■ **Document**

X-Men: Apocalypse, Things To Come, and I Am The Pretty Thing That Lives In The House: Your Week In Film (November 7-13)

Kind of blue: Oscar Isaac's Apocalypse spells trouble for the X-Men

With the US election tomorrow, a movie with the word 'Apocalypse' in its title seems rather apposite, especially if the unthinkable happens and a certain tangerine Mussolini wins the keys to the White House. To be fair, though, the titular villain in X-Men: Apocalypse (DVD, Blu-ray and VOD) WW causes more destruction for our merry mutants to clean up than even The Donald could muster.

Like Doctor Strange, this boasts a stellar cast with Oscar Isaac joining X-franchise regulars Jennifer Lawrence, Michael Fassbender, Nicholas Hoult and James McAvoy. Unfortunately, buried under a ton of make-up and latex, and given zero personality by a clunky script, Isaac is rather wasted here as the film's big bad. Supposedly the world's first mutant, Apocalypse is a supremely powerful, god-like creature resurrected in the 1980s, where this instalment is set. Around him he gathers 'Four Horsemen', including Fassbender's Magneto, plus Storm (Alexandra Shipp), Psylocke (Olivia Munn) and Angel (Ben Hardy), to destroy humanity for some reason or other.

In truth, it's the weakest of the three X-Men films since the Fox-owned franchise was rebooted with 2011's First Class, but certainly has its moments, especially a couple of smart action set-pieces featuring Evan Peters' Quicksilver, who was also the highlight of previous X-movie, Days Of Future Past. Elsewhere, though, the CG looks decidedly ropey, especially when set against what we saw in Captain America: Civil War and the aforementioned Doctor Strange, not to mention non-superhero flicks such as The BFG and The Jungle Book. Hollywood once invited us to "believe a man can fly", these days we need to be convinced that a seven-foot-tall blue guy can lift a skyscraper into the air with his mind and smash it into the ground. X-Men: Apocalypse doesn't quite pull that off, I'm afraid.

Løve story: Isabelle Huppert in Things To Come

There's no widespread destruction in Mia Hansen-Løve's Things To Come (DVD, Blu-ray and VOD) WWWW, just devastation of a more personal kind. Isabelle Huppert is Nathalie Chazeaux, a philosophy teacher and author enjoying a comfortable family life in Paris. However, Nathalie's seemingly perfect existence is turned upside down when her mother dies, her husband leaves for another woman and she loses her publishing deal.

Hansen-Løve's last film Eden - which followed the lives of a pair of French rave DJs - was ultimately about failure and the way harsh reality has a habit of taking your dreams and crushing them underfoot. Although its protagonist's life is very different, Things To Come shares that theme to a certain extent. This time we're asked to consider the brutality of ageing, especially for women, and how it can condemn someone to the periphery in their work, in their relationships and in society as a whole. It's as if people reach a certain age and cease to matter in any way that is concrete and real.

What's more, the French writer/director refuses to offer Nathalie an easy way out of the cul-de-sac her life has driven down. In other, more eager to please, hands, our somewhat icy heroine would perhaps - Shirley Valentine-style - fall into an uplifting romance with a younger man (there's even one to hand in the shape of Roman Kolinka's Fabien), or embark on a great new adventure. But the French writer/director has no truck with such optimistic fripperies. Nathalie is clearly knocked sideways by events and, whilst soldiering on, struggles to come to terms with her changed circumstances and diminished status. Of course, the film's ominous title refers not just to Hansen-Løve's protagonist but, ultimately, to all of us.

■ **Written instruction**
According to the film review, what is Nathalie Chazeaux's occupation? The data after this point come from a different source than the review.

■ **Information provided**
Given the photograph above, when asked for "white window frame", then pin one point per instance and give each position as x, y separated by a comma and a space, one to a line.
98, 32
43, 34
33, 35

■ **Result of this task**
She is a philosophy teacher and author.